# [INSTRUCTIONS TO FOLLOW]
Select and copy each line of the listing below that contains the word "field". Case counts.

(Bounding-box records)
# # # # # # #
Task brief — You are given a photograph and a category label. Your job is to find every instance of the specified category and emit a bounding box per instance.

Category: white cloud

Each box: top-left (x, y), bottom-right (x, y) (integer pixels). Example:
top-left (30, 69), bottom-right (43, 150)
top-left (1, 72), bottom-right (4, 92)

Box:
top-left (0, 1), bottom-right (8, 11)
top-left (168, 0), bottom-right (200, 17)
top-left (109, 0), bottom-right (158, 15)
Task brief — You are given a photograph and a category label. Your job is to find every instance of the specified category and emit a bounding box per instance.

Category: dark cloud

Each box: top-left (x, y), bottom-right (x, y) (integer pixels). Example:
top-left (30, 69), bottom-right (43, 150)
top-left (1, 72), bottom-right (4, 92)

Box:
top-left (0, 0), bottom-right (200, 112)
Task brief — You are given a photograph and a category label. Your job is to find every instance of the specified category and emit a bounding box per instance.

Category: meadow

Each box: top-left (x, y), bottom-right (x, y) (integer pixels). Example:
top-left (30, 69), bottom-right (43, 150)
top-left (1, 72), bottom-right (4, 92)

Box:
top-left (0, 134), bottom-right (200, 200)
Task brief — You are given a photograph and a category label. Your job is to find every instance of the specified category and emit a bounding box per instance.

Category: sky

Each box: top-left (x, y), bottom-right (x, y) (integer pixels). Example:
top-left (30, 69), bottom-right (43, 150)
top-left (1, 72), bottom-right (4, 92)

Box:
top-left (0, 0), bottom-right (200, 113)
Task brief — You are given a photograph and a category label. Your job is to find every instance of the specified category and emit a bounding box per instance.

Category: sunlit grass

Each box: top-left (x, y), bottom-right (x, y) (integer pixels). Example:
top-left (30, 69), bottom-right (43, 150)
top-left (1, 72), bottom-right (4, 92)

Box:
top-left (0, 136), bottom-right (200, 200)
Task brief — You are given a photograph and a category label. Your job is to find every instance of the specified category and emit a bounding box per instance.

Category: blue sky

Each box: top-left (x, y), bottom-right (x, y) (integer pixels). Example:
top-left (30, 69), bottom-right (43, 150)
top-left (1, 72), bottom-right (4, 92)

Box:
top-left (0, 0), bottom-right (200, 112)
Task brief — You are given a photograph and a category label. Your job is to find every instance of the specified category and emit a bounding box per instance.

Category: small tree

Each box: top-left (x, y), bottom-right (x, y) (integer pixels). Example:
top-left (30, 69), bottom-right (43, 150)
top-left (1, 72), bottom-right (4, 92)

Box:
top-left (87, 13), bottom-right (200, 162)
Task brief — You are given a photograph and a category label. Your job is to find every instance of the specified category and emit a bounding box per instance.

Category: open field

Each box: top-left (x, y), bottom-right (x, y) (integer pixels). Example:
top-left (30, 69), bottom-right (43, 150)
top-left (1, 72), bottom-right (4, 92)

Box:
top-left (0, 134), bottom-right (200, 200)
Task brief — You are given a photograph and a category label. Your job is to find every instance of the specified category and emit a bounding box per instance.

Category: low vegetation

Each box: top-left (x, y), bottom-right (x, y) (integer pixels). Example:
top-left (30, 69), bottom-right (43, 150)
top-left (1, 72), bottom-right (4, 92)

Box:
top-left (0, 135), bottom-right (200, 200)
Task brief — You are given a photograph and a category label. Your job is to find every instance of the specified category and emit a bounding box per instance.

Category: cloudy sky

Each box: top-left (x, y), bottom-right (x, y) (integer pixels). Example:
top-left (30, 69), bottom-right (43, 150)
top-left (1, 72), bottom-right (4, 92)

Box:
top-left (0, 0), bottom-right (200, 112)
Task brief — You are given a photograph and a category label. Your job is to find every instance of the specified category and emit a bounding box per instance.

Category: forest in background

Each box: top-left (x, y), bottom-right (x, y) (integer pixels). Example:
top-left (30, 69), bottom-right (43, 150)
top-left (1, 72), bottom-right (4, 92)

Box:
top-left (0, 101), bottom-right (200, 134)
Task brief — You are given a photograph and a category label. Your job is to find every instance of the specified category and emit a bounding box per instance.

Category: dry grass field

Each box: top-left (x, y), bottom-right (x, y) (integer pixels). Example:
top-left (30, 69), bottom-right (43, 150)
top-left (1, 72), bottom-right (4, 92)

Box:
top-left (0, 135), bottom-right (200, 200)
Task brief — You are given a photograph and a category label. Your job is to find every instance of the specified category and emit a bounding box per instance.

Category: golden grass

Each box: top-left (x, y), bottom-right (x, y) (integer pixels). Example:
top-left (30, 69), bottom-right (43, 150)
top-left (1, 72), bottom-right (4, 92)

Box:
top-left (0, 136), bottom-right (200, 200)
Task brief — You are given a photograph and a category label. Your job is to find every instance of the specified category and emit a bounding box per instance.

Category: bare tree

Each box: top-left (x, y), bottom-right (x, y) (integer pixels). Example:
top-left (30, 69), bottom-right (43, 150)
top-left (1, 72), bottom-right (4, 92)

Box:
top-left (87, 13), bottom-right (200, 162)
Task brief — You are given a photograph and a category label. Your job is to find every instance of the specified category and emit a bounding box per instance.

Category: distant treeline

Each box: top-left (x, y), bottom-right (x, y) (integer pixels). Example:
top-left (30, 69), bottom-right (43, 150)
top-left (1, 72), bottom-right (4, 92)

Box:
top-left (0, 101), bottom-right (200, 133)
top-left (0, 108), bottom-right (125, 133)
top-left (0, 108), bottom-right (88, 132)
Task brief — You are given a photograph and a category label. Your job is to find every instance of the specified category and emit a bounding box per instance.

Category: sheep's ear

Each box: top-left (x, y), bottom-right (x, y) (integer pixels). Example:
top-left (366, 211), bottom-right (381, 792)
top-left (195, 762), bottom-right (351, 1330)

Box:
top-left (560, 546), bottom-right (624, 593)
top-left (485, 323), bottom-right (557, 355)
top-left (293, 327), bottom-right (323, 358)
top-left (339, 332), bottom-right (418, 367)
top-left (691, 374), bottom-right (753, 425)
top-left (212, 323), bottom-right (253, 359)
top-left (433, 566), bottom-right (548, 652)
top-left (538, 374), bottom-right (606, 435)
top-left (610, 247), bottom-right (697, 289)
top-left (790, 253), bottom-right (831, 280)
# # # # # # #
# [RESPONSE]
Category: open field
Category: dry grass field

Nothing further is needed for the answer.